DOCUMENT EXCERPT:

**********

In [None]:
!date

In [None]:
pwd

In [None]:
%%time

import numpy as np
import pandas as pd
import os
from matplotlib import pyplot as plt
from tqdm import tqdm
from helper_funcs import *

import umap

In [None]:
analysis_name = 'CVAE_2022-03-25 18:28:49.469238'
save_dir = os.path.join('../Assets/tf_weights',analysis_name)

In [None]:
def dummy_ordinal(invec):
    unique_values = np.unique(invec)
    new_values = np.arange(1,len(unique_values)+1)
    new_arr = [new_values[val==unique_values][0] for val in invec]
    return new_arr

In [None]:
def flatten_cmat(cmats):
    ns = cmats.shape[0]
    ni = cmats.shape[-1]
    tridx = np.triu_indices(n=ni,k=1)
    mat_flat = np.array([cmats[i,:,:][tridx] for i in range(ns)])
    return mat_flat

In [None]:
df = pd.read_csv('../Data/comb_df.csv')
df['dataset_id'] = dummy_ordinal(df['dataset'])
df['site_id'] = dummy_ordinal(df['site'])

patients = df['diag'].values==1
df_asd = df.iloc[patients]
df_td = df.iloc[~patients]

print(df_asd.shape)
print(df_td.shape)

df

In [None]:
## Load Data
cmats = np.load('../Data/cmats_r51_S1502.npz')['data']
cmats_rel = np.load('../Data/rel-cmats_r51_S1502.npz')['data']
cmats_asd_flat = flatten_cmat(cmats[patients,:,:])

print(cmats.shape)
print(cmats_rel.shape)
print(cmats_asd_flat.shape)

In [None]:
def depad(mat,idx=(6,57)):
    'depads the cmats'
    if mat.ndim==3:
        mat_trimmed = mat[:,idx[0]:idx[1],idx[0]:idx[1]]
    elif mat.ndim==4:
        mat_trimmed = mat[:,:,idx[0]:idx[1],idx[0]:idx[1]]
    else:
        print(mat.shape)

**********

TASK INSTRUCTIONS:
Reproduce the entire notebook excerpt verbatim. The rows are separate material, independent of the notebook excerpt.

**********

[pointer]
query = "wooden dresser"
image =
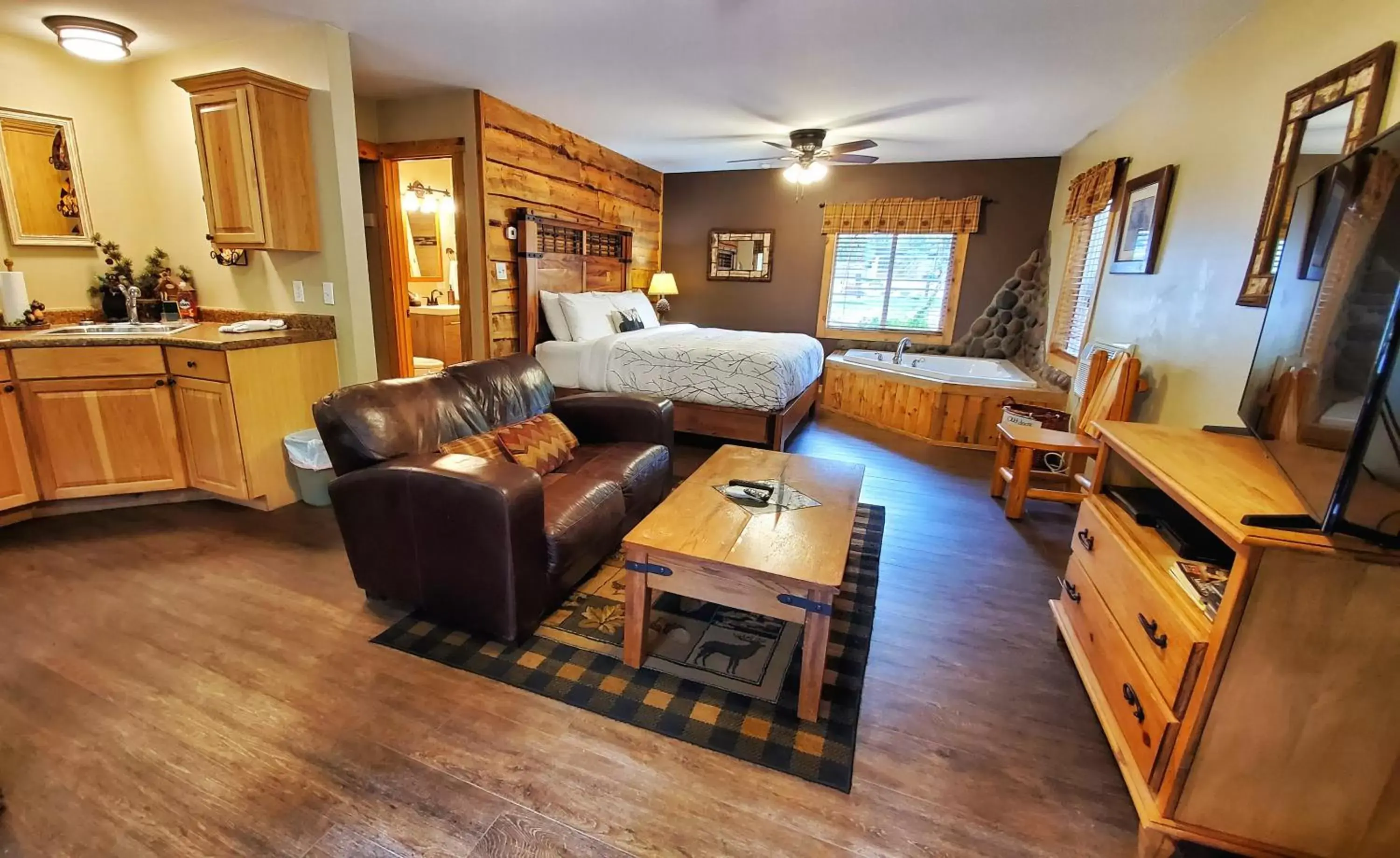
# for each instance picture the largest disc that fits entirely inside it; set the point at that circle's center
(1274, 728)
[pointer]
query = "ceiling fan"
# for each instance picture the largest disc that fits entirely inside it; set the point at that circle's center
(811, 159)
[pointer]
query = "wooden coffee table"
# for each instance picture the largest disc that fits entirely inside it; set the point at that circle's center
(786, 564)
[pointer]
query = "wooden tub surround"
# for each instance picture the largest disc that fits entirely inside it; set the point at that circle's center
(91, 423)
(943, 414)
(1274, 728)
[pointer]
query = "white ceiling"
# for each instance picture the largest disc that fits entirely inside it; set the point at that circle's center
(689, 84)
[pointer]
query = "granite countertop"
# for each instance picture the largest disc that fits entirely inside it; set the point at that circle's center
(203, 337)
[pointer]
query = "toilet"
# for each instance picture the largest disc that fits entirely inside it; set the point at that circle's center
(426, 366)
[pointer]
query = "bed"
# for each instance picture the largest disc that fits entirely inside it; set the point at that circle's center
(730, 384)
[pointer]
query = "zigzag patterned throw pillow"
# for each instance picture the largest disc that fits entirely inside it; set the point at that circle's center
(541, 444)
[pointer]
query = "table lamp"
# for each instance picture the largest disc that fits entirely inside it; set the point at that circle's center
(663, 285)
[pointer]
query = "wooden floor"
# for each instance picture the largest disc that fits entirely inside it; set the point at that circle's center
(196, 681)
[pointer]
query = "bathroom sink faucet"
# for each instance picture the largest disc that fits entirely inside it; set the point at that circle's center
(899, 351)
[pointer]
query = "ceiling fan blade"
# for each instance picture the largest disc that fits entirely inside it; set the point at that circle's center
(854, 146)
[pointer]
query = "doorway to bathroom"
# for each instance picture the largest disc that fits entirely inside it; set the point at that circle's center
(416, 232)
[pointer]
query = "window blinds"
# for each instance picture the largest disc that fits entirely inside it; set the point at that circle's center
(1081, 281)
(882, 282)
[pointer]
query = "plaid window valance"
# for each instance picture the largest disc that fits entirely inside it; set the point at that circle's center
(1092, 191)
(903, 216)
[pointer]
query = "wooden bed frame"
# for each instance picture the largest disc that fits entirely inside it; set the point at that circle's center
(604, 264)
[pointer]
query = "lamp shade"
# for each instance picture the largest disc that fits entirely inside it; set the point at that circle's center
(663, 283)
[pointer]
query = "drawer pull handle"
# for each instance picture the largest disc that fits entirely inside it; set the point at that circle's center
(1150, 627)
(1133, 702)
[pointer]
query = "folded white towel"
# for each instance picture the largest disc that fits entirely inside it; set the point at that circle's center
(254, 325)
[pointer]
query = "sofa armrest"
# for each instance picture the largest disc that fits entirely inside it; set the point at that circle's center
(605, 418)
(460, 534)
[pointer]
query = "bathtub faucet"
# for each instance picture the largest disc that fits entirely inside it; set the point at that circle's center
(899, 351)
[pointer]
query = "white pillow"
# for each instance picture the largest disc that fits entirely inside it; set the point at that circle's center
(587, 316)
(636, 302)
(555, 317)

**********

EXERCISE RESPONSE:
In [None]:
!date

In [None]:
pwd

In [None]:
%%time

import numpy as np
import pandas as pd
import os
from matplotlib import pyplot as plt
from tqdm import tqdm
from helper_funcs import *

import umap

In [None]:
analysis_name = 'CVAE_2022-03-25 18:28:49.469238'
save_dir = os.path.join('../Assets/tf_weights',analysis_name)

In [None]:
def dummy_ordinal(invec):
    unique_values = np.unique(invec)
    new_values = np.arange(1,len(unique_values)+1)
    new_arr = [new_values[val==unique_values][0] for val in invec]
    return new_arr

In [None]:
def flatten_cmat(cmats):
    ns = cmats.shape[0]
    ni = cmats.shape[-1]
    tridx = np.triu_indices(n=ni,k=1)
    mat_flat = np.array([cmats[i,:,:][tridx] for i in range(ns)])
    return mat_flat

In [None]:
df = pd.read_csv('../Data/comb_df.csv')
df['dataset_id'] = dummy_ordinal(df['dataset'])
df['site_id'] = dummy_ordinal(df['site'])

patients = df['diag'].values==1
df_asd = df.iloc[patients]
df_td = df.iloc[~patients]

print(df_asd.shape)
print(df_td.shape)

df

In [None]:
## Load Data
cmats = np.load('../Data/cmats_r51_S1502.npz')['data']
cmats_rel = np.load('../Data/rel-cmats_r51_S1502.npz')['data']
cmats_asd_flat = flatten_cmat(cmats[patients,:,:])

print(cmats.shape)
print(cmats_rel.shape)
print(cmats_asd_flat.shape)

In [None]:
def depad(mat,idx=(6,57)):
    'depads the cmats'
    if mat.ndim==3:
        mat_trimmed = mat[:,idx[0]:idx[1],idx[0]:idx[1]]
    elif mat.ndim==4:
        mat_trimmed = mat[:,:,idx[0]:idx[1],idx[0]:idx[1]]
    else:
        print(mat.shape)